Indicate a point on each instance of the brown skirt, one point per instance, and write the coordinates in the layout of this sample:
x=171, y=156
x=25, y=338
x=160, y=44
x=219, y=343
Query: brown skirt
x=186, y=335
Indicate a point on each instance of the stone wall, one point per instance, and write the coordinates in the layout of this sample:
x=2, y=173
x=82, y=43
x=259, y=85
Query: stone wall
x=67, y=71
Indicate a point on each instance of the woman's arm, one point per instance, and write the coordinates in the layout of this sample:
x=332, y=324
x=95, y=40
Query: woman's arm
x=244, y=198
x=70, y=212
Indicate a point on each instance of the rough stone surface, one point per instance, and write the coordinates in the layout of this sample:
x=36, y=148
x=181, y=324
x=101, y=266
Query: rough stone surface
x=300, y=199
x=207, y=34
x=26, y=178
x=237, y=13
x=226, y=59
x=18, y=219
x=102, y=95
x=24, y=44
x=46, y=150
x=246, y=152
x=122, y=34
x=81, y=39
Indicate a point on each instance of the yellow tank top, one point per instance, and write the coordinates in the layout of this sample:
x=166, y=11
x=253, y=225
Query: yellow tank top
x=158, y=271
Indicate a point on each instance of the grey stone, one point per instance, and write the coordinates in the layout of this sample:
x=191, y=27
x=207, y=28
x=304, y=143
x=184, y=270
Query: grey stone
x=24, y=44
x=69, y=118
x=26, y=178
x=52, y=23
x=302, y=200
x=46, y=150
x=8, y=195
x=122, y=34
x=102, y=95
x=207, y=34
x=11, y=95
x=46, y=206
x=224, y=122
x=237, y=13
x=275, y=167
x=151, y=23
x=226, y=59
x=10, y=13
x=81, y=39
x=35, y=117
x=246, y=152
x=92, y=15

Task requirements ▸
Will you return exactly the lines above from the one with "x=160, y=44" down to the one with "Indicate a point on each instance of the grey", counting both as part of the range?

Answer area ▸
x=160, y=44
x=219, y=343
Query: brown skirt
x=186, y=335
Indicate a point on each instance of the stone wall, one point per instance, and write the coordinates in the layout of this sample:
x=2, y=173
x=82, y=43
x=259, y=85
Query: stone wall
x=67, y=71
Indicate a point on each instance of the woman's arm, one point per instance, and write the coordinates in the layout of this sample:
x=332, y=324
x=95, y=40
Query: woman's arm
x=244, y=198
x=70, y=212
Indicate a point on each instance of the rough stone surface, one point per instance, and write the coordinates in the layout of this sample:
x=36, y=148
x=181, y=324
x=101, y=266
Query: rough stone surface
x=300, y=199
x=207, y=34
x=26, y=178
x=237, y=13
x=226, y=59
x=18, y=219
x=102, y=95
x=24, y=44
x=46, y=150
x=246, y=152
x=122, y=34
x=81, y=39
Indicate a point on each instance of the yellow tank top, one point per instance, and write the coordinates in the layout of this sample:
x=166, y=11
x=253, y=225
Query: yellow tank top
x=158, y=271
Indicate a point on each instance of the grey stone, one point per instance, and write the coordinates in the layout of this sample:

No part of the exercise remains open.